- **WHAT TO PRODUCE**:
Copy all the records exactly, but keep the pictures out of your version.

- **INPUT FOR THIS TASK**:

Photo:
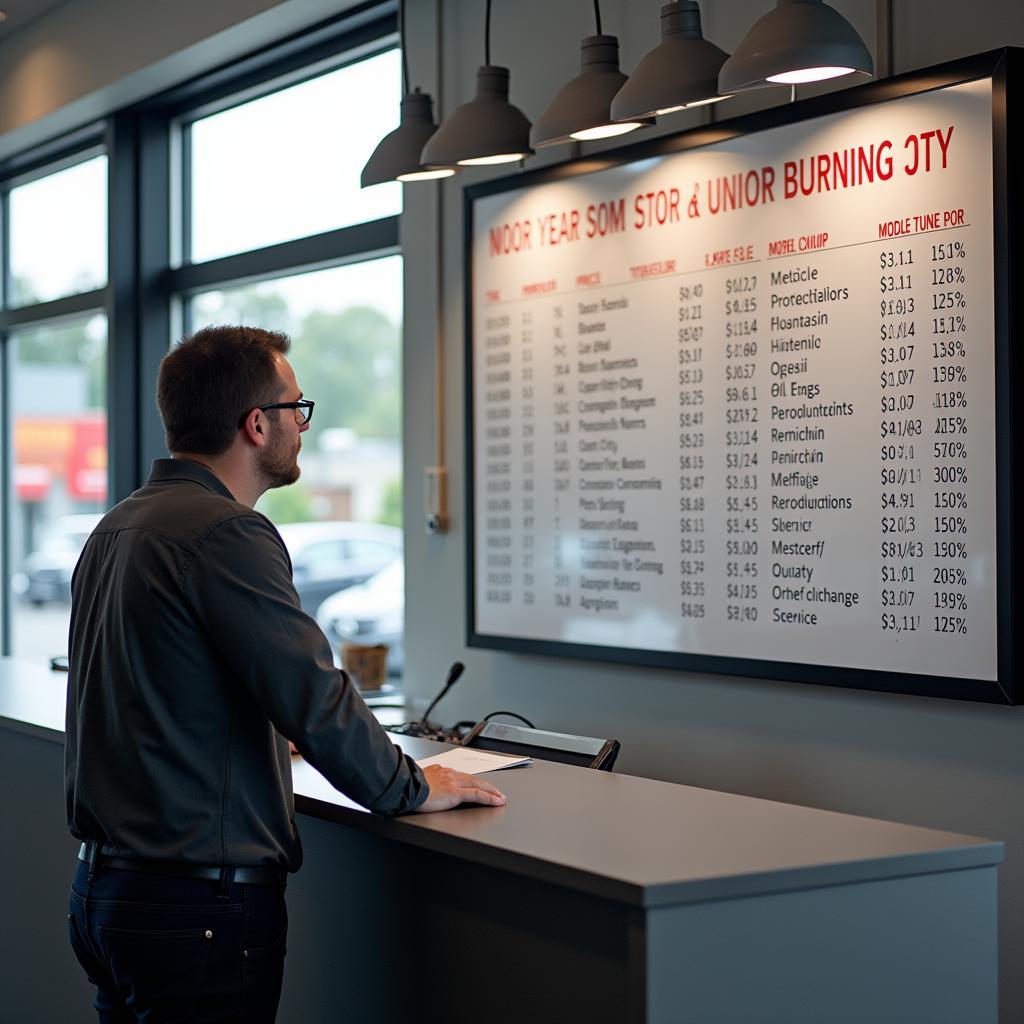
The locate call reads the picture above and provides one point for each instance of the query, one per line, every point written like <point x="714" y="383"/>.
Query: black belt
<point x="245" y="876"/>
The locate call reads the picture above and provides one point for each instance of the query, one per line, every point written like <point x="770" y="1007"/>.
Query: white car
<point x="328" y="557"/>
<point x="372" y="612"/>
<point x="46" y="573"/>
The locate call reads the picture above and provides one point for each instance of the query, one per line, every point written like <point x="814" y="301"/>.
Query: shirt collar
<point x="185" y="469"/>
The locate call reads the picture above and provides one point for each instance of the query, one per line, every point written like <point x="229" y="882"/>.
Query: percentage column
<point x="901" y="430"/>
<point x="949" y="444"/>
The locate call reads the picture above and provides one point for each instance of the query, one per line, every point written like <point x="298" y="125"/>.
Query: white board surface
<point x="739" y="400"/>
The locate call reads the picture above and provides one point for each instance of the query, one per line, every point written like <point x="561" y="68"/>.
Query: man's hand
<point x="450" y="788"/>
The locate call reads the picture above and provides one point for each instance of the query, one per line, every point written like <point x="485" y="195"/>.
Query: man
<point x="192" y="666"/>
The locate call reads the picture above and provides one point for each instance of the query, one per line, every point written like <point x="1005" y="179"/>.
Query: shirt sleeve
<point x="240" y="586"/>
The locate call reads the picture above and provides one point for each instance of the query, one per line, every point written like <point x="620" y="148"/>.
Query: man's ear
<point x="252" y="425"/>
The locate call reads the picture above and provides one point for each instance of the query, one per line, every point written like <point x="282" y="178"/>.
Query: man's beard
<point x="278" y="462"/>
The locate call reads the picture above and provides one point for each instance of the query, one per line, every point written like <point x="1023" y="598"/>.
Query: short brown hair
<point x="208" y="383"/>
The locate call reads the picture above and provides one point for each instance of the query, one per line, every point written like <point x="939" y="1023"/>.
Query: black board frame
<point x="1005" y="67"/>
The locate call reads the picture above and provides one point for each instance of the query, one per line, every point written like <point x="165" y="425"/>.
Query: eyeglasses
<point x="303" y="409"/>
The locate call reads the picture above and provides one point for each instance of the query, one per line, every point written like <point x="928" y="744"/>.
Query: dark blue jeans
<point x="161" y="948"/>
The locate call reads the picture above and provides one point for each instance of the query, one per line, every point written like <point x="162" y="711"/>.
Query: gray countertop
<point x="634" y="841"/>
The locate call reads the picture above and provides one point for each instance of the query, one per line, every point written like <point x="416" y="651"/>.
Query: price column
<point x="692" y="496"/>
<point x="901" y="449"/>
<point x="949" y="444"/>
<point x="741" y="439"/>
<point x="499" y="455"/>
<point x="561" y="369"/>
<point x="527" y="427"/>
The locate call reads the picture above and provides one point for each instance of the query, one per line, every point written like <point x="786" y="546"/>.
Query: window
<point x="292" y="211"/>
<point x="341" y="519"/>
<point x="288" y="165"/>
<point x="58" y="233"/>
<point x="54" y="420"/>
<point x="231" y="198"/>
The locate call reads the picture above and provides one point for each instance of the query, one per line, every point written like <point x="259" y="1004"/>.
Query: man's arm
<point x="240" y="586"/>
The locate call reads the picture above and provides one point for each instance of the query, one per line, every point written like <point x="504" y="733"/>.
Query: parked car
<point x="47" y="570"/>
<point x="373" y="612"/>
<point x="328" y="557"/>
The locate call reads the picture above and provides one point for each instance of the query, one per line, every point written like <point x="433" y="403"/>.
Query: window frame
<point x="150" y="281"/>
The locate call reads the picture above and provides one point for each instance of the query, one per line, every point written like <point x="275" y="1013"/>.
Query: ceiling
<point x="24" y="12"/>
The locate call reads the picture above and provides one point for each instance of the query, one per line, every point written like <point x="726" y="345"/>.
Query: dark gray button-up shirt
<point x="190" y="662"/>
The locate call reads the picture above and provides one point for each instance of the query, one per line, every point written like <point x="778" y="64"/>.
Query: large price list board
<point x="737" y="403"/>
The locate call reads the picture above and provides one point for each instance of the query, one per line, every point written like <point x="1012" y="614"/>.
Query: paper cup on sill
<point x="366" y="664"/>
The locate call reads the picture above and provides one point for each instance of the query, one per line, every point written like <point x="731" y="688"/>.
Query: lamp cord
<point x="486" y="35"/>
<point x="401" y="43"/>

- **TASK OUTPUT**:
Photo:
The locate call reads the picture above and provides one point for each instance of the query, one per line, every point written like <point x="714" y="383"/>.
Query: black belt
<point x="245" y="876"/>
The locate call reads the picture above and provides one point for each instance of the query, one per line, every point written like <point x="770" y="1007"/>.
Query: white car
<point x="328" y="557"/>
<point x="372" y="612"/>
<point x="46" y="573"/>
The locate call reads the picture above and provides one point for each instance of the query, one per line, every point written like <point x="814" y="301"/>.
Query: shirt collar
<point x="185" y="469"/>
The locate call reads the picture above and provides one point for each instance of the query, one per line, every point written like <point x="229" y="882"/>.
Query: percentage column
<point x="901" y="430"/>
<point x="949" y="444"/>
The locate call reads the picture above and provides one point for each instance of the query, one per line, every point written like <point x="298" y="125"/>.
Query: white board surface
<point x="739" y="400"/>
The locate call reads the picture above and provides one point for each instance of the query, one per line, every point written like <point x="561" y="68"/>.
Query: man's hand
<point x="450" y="788"/>
The locate call reads the picture above and provides one point for each instance of the query, one per line, every point written like <point x="485" y="195"/>.
Query: man
<point x="192" y="666"/>
The locate call reads the picture above and provides one point for each instance of the query, one per line, every point written like <point x="1005" y="179"/>.
Query: shirt sleeve
<point x="240" y="586"/>
The locate call reads the picture above and provides one point for each instance of the query, one per line, every point written like <point x="620" y="148"/>.
Query: man's ear
<point x="252" y="425"/>
The locate call reads the picture above and provides one point for each instance of the query, one per line, every point written like <point x="282" y="178"/>.
Query: man's beard
<point x="278" y="462"/>
The locate call reads the picture above and provides one point for each instance of the query, one per line, every point written like <point x="1023" y="598"/>.
Query: short brown hair
<point x="208" y="383"/>
The locate call reads the picture above and provides one point for each instance of the query, one per line, every point written like <point x="939" y="1023"/>.
Query: black board frame
<point x="1005" y="67"/>
The locate call reads the picture above and provides one point for each instance of the query, one per line, every point written like <point x="165" y="425"/>.
Query: eyeglasses
<point x="303" y="409"/>
The locate call reads the picture above and provides one point for each instance of the query, one per line, every point written like <point x="928" y="744"/>.
Query: dark blue jeans
<point x="161" y="948"/>
The locate call reads the picture above and provides one point for each instance of the query, one per line, every point written like <point x="162" y="711"/>.
Query: gray countertop
<point x="634" y="841"/>
The locate call reads the picture above and provides one point for each instance of the query, one per line, every point written like <point x="416" y="651"/>.
Query: price column
<point x="692" y="496"/>
<point x="901" y="449"/>
<point x="949" y="444"/>
<point x="741" y="439"/>
<point x="499" y="455"/>
<point x="561" y="369"/>
<point x="527" y="427"/>
The locate call reads the picture above and provides one point for each instance of the query, one per line, every point written like <point x="786" y="546"/>.
Query: window
<point x="292" y="211"/>
<point x="341" y="519"/>
<point x="288" y="165"/>
<point x="58" y="233"/>
<point x="54" y="420"/>
<point x="231" y="198"/>
The locate call reads the picture above and provides one point for each instance of the query, one per line, every point written like <point x="259" y="1004"/>.
Query: man's arm
<point x="240" y="586"/>
The locate call reads the picture above and provides one point for each instance of the query, one per line, every point written like <point x="504" y="733"/>.
Query: parked car
<point x="47" y="570"/>
<point x="373" y="612"/>
<point x="328" y="557"/>
The locate call reads the picture above and provides one point for each instance of the query, one per line, every point written like <point x="433" y="403"/>.
Query: window frame
<point x="150" y="281"/>
The locate call reads the picture above and provides one point for each instance of the query, one per line, every point written like <point x="275" y="1013"/>.
Query: ceiling
<point x="24" y="12"/>
The locate call reads the picture above and provides one point for each instance of the query, one per line, every point written like <point x="726" y="345"/>.
Query: dark gray button-up shirt
<point x="190" y="662"/>
The locate call reads the picture above and provides one point for each instance of the query, one per line, every point written like <point x="778" y="64"/>.
Query: large price list board
<point x="737" y="403"/>
The locate call reads the picture above and provides one point for each instance of the query, one per line, every point written like <point x="1012" y="614"/>.
Query: paper cup on sill
<point x="366" y="664"/>
The locate call reads the picture above and provides one point for each instance of the query, one per line, every point written like <point x="731" y="688"/>.
Query: lamp cord
<point x="486" y="35"/>
<point x="401" y="43"/>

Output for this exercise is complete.